## [YOUR TASK]
Word for word, restate the lines of the material below from its first line through the one containing "written like (122,177).". Omit the rest.

## [EXERCISE DATA]
§ §
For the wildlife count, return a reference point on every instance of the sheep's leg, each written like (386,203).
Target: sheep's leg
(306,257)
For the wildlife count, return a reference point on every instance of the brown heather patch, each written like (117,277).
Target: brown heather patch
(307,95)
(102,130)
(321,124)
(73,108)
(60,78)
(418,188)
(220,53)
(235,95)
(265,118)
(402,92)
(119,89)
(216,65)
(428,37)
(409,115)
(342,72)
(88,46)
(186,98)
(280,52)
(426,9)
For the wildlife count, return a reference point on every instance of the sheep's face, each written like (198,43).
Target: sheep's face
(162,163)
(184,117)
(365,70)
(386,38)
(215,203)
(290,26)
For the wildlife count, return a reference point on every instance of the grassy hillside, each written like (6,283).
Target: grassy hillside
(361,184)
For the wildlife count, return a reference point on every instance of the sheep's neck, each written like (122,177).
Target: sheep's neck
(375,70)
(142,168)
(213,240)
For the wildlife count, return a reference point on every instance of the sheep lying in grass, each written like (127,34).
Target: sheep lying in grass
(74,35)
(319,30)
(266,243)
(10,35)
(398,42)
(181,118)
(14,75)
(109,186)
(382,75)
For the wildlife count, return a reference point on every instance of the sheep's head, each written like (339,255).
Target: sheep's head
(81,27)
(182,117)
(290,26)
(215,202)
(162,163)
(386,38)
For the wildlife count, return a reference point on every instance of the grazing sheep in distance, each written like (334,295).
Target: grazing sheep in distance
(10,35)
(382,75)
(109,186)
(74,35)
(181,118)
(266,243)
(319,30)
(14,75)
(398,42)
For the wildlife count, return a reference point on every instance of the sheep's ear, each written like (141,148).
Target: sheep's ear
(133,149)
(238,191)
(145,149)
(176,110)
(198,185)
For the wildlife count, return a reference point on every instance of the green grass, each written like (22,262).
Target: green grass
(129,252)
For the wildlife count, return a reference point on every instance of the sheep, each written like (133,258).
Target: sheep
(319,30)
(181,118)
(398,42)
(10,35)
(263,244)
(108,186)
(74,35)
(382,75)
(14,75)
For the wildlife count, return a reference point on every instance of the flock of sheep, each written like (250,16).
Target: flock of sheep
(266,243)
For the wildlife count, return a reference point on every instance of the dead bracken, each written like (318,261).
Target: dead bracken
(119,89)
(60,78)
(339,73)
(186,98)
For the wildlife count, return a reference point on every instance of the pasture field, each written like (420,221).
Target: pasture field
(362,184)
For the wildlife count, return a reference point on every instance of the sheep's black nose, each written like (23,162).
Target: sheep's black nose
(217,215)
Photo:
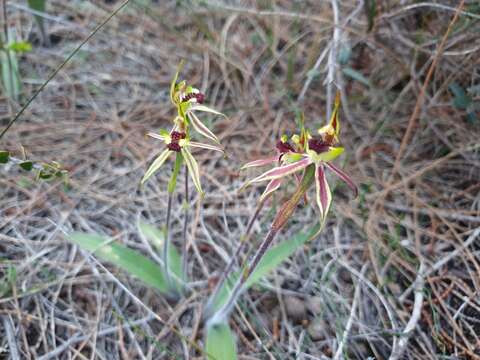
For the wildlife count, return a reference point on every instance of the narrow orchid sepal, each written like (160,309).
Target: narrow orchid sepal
(193,170)
(324,195)
(272,186)
(344,177)
(160,136)
(329,155)
(260,162)
(282,171)
(205,146)
(201,128)
(157,163)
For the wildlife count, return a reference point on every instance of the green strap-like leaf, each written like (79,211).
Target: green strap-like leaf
(4,156)
(156,165)
(272,258)
(221,343)
(157,237)
(128,260)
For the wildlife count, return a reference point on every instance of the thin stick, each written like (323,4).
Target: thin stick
(421,95)
(61,66)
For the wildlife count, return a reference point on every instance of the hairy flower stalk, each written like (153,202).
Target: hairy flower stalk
(187,101)
(308,154)
(280,220)
(185,224)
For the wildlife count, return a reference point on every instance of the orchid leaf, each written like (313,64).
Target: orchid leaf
(157,163)
(126,259)
(272,258)
(221,343)
(10,74)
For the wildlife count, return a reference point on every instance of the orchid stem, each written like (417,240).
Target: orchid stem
(172,184)
(166,243)
(280,220)
(229,269)
(185,224)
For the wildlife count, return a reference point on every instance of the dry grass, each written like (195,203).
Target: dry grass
(406,252)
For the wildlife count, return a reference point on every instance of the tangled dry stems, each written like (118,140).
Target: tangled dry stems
(404,257)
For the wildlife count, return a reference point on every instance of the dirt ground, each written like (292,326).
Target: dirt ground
(395,273)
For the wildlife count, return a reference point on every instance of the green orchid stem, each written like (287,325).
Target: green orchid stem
(185,224)
(172,184)
(280,220)
(227,272)
(166,243)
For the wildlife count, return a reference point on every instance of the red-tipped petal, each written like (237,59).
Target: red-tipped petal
(271,187)
(204,146)
(201,128)
(344,177)
(282,171)
(260,162)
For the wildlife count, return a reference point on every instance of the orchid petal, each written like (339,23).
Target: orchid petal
(157,163)
(282,171)
(344,177)
(324,196)
(271,187)
(201,128)
(159,136)
(193,169)
(260,162)
(204,146)
(174,81)
(198,107)
(329,155)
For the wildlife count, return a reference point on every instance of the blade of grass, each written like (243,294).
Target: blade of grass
(221,343)
(157,237)
(128,260)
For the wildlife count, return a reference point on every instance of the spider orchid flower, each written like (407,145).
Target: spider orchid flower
(178,142)
(189,100)
(284,152)
(318,151)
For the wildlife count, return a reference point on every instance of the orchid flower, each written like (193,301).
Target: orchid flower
(178,142)
(320,151)
(187,101)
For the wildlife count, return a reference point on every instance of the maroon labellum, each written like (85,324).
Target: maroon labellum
(176,136)
(318,145)
(174,146)
(284,147)
(198,96)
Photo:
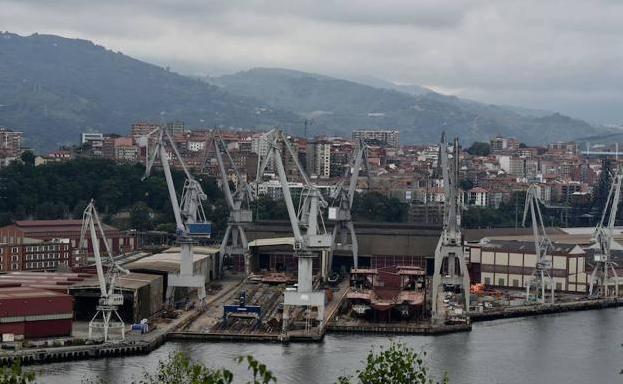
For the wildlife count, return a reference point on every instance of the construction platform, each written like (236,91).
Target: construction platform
(263,297)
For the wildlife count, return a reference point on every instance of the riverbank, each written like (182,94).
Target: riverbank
(177,330)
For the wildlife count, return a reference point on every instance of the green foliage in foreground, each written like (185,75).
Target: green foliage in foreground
(396,364)
(16,375)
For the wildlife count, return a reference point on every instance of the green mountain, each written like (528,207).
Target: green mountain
(53,88)
(339,106)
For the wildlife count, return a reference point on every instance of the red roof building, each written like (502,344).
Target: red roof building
(52,230)
(35,313)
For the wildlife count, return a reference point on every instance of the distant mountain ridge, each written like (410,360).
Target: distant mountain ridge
(54,88)
(339,106)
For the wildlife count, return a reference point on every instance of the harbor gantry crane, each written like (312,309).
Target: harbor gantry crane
(450,266)
(310,235)
(604,274)
(190,219)
(240,215)
(340,212)
(106,316)
(541,276)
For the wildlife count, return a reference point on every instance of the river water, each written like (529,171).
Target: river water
(578,347)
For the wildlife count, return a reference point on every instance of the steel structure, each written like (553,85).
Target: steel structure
(238,202)
(542,243)
(604,274)
(106,316)
(340,212)
(190,219)
(450,266)
(310,235)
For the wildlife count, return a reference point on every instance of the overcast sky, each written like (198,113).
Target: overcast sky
(564,56)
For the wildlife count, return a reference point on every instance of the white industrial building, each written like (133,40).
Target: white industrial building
(508,263)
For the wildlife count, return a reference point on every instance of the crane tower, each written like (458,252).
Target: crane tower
(240,215)
(106,316)
(310,235)
(604,281)
(450,266)
(540,277)
(190,219)
(343,203)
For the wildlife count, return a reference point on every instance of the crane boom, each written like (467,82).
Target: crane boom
(189,216)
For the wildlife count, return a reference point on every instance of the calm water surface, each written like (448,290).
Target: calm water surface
(580,347)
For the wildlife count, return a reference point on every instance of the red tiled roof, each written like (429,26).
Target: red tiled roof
(33,226)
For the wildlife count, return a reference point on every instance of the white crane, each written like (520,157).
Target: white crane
(449,251)
(604,273)
(540,277)
(309,219)
(240,214)
(109,301)
(190,219)
(343,204)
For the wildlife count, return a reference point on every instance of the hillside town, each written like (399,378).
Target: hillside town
(491,172)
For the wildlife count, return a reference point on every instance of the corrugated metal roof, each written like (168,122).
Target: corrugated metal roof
(34,226)
(272,241)
(131,281)
(527,247)
(169,260)
(8,293)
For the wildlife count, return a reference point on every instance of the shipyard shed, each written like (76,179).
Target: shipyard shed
(168,261)
(35,313)
(142,296)
(59,282)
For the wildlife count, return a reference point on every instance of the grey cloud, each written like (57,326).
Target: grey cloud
(559,55)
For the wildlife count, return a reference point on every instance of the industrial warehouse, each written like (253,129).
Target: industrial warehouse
(89,285)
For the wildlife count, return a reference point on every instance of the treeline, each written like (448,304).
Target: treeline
(62,191)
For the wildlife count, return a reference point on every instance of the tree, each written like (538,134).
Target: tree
(140,216)
(179,369)
(479,148)
(16,375)
(396,364)
(28,158)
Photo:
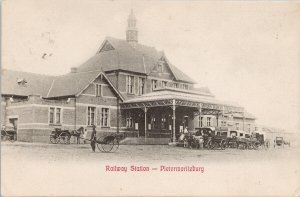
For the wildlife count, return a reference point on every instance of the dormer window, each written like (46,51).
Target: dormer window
(21,82)
(98,90)
(160,68)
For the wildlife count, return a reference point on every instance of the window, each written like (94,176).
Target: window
(105,117)
(154,84)
(51,120)
(98,89)
(208,121)
(160,68)
(129,120)
(237,126)
(202,122)
(249,127)
(164,121)
(223,123)
(91,115)
(141,85)
(130,84)
(55,115)
(153,122)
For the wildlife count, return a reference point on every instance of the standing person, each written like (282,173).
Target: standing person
(93,138)
(185,130)
(84,135)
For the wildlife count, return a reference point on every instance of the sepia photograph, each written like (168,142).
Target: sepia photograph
(150,98)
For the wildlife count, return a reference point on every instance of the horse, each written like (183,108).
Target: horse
(76,134)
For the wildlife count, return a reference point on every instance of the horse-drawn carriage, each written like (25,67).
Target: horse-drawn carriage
(59,136)
(105,143)
(245,141)
(223,139)
(203,137)
(8,133)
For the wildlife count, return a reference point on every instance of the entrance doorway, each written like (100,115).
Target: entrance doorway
(14,123)
(185,122)
(141,125)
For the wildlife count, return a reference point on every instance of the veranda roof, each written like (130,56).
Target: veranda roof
(173,96)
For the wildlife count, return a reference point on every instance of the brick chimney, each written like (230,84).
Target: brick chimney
(73,69)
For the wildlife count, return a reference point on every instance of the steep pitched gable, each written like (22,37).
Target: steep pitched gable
(117,54)
(73,84)
(106,46)
(24,83)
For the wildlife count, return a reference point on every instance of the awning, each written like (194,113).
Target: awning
(178,97)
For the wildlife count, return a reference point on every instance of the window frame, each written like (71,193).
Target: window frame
(89,115)
(131,86)
(237,126)
(208,121)
(54,115)
(129,120)
(97,89)
(141,85)
(107,116)
(154,82)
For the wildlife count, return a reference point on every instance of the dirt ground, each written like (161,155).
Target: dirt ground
(74,170)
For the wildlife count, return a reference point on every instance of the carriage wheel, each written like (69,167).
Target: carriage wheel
(223,144)
(64,138)
(53,139)
(116,146)
(209,144)
(11,138)
(108,146)
(3,138)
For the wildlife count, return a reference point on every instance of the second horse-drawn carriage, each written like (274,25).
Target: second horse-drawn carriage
(105,143)
(223,139)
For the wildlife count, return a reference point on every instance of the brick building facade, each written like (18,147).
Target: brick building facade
(91,94)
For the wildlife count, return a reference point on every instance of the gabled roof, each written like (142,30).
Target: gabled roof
(247,115)
(177,94)
(34,83)
(74,83)
(122,56)
(70,84)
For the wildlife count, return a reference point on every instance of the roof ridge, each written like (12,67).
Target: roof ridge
(4,69)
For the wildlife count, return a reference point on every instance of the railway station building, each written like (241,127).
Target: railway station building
(125,87)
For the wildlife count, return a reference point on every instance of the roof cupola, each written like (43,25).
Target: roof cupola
(132,32)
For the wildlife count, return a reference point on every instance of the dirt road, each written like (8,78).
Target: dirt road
(45,169)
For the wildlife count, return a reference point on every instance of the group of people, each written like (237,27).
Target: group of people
(187,138)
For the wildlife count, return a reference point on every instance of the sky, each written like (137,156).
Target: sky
(247,52)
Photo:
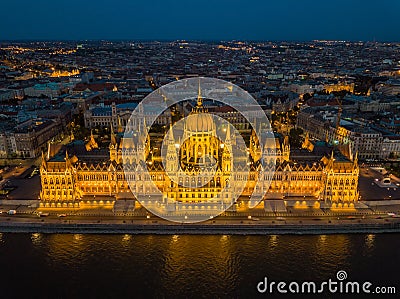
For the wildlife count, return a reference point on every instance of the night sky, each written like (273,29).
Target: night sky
(201,20)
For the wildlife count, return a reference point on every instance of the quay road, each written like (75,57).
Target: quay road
(305,221)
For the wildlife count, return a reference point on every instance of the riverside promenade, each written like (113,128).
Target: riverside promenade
(107,225)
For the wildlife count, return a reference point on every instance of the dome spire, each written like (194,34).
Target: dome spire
(199,98)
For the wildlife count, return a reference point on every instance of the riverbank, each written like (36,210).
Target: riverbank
(220,228)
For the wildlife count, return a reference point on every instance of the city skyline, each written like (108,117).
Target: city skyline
(206,20)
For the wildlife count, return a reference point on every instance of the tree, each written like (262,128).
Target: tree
(295,138)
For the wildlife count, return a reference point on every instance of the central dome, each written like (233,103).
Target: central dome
(200,122)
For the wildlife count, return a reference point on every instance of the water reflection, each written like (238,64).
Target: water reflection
(187,265)
(369,241)
(36,238)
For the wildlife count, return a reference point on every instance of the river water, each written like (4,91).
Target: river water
(209,266)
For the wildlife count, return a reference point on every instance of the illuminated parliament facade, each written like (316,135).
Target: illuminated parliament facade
(82,174)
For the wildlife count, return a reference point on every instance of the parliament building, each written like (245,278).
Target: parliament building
(84,175)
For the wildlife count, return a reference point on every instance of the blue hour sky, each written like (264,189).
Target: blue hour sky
(201,20)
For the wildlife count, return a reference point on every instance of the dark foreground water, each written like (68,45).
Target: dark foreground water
(131,266)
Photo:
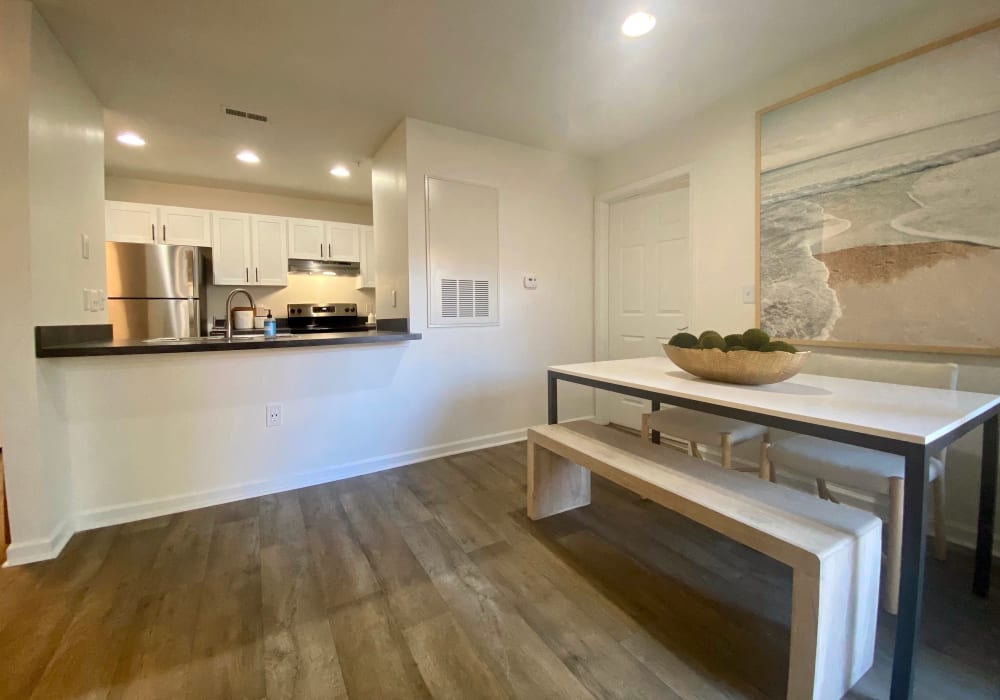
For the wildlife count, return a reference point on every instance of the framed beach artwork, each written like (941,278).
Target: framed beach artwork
(879,204)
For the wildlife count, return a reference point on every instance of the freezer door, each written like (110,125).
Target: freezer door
(140,270)
(138,319)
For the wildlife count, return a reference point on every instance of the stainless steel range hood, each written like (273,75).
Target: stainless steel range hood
(323,267)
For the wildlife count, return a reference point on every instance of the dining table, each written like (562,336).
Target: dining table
(913,422)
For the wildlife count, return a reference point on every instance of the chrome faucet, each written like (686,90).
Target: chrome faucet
(229,308)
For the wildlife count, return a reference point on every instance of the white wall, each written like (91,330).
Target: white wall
(390,211)
(127,189)
(151,434)
(53,188)
(717,146)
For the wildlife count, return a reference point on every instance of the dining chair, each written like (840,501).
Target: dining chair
(696,428)
(869,470)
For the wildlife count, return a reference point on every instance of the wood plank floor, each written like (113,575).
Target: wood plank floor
(429,581)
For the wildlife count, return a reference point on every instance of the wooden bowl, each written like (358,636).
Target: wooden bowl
(738,366)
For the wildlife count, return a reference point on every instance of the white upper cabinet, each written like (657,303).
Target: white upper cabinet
(127,222)
(309,239)
(342,242)
(366,235)
(269,250)
(231,255)
(306,239)
(184,226)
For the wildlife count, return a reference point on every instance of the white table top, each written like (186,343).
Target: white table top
(908,413)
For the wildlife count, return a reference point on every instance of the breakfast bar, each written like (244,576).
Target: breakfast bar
(914,422)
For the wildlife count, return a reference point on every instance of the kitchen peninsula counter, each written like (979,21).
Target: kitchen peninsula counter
(88,343)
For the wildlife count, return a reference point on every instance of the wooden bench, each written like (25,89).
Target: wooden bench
(834,551)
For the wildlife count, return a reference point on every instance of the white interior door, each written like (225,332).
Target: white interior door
(649,283)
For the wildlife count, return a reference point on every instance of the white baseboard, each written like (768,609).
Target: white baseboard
(40,549)
(48,548)
(140,510)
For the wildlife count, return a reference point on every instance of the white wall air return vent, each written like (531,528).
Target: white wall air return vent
(462,253)
(465,299)
(243,114)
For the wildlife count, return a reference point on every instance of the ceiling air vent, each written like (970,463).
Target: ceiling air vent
(245,115)
(467,299)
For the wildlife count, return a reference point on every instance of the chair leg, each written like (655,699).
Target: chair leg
(890,594)
(764,471)
(940,537)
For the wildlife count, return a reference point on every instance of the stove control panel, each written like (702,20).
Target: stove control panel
(321,310)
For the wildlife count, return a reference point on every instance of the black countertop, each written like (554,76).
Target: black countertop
(93,348)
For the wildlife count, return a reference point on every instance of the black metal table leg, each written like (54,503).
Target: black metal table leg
(987,507)
(553,400)
(911,583)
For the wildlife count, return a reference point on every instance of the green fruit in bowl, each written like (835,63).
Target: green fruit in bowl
(683,340)
(710,339)
(755,339)
(780,346)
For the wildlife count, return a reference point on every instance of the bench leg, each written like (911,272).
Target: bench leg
(555,484)
(833,621)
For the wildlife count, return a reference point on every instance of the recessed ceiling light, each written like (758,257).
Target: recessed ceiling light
(130,138)
(638,23)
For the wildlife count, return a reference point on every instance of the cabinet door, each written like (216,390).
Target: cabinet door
(183,226)
(127,222)
(366,280)
(269,242)
(306,239)
(230,248)
(342,242)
§ §
## [SOLUTION BELOW]
For the wildlife count, return a reference point on every instance of the sheep's leg, each written like (386,203).
Target: sheep's leg
(306,257)
For the wildlife count, return a reference point on every instance of the brown heather patch, each written like (117,277).
Target: brown heather patch
(307,95)
(102,130)
(321,124)
(73,108)
(60,78)
(418,188)
(220,53)
(235,95)
(265,118)
(402,92)
(119,89)
(216,65)
(428,37)
(409,115)
(342,72)
(88,46)
(186,98)
(280,52)
(426,9)
For the wildlife count, return a reference point on every instance of the sheep's face, each written like (198,43).
Target: sheep's face
(162,163)
(184,117)
(365,70)
(386,38)
(215,203)
(290,26)
For the wildlife count, return a reference point on every instance of the grassy hillside, each written like (6,283).
Target: grassy hillside
(361,184)
For the wildlife count, return a reference point on every instance of the sheep's neck, each written like (122,177).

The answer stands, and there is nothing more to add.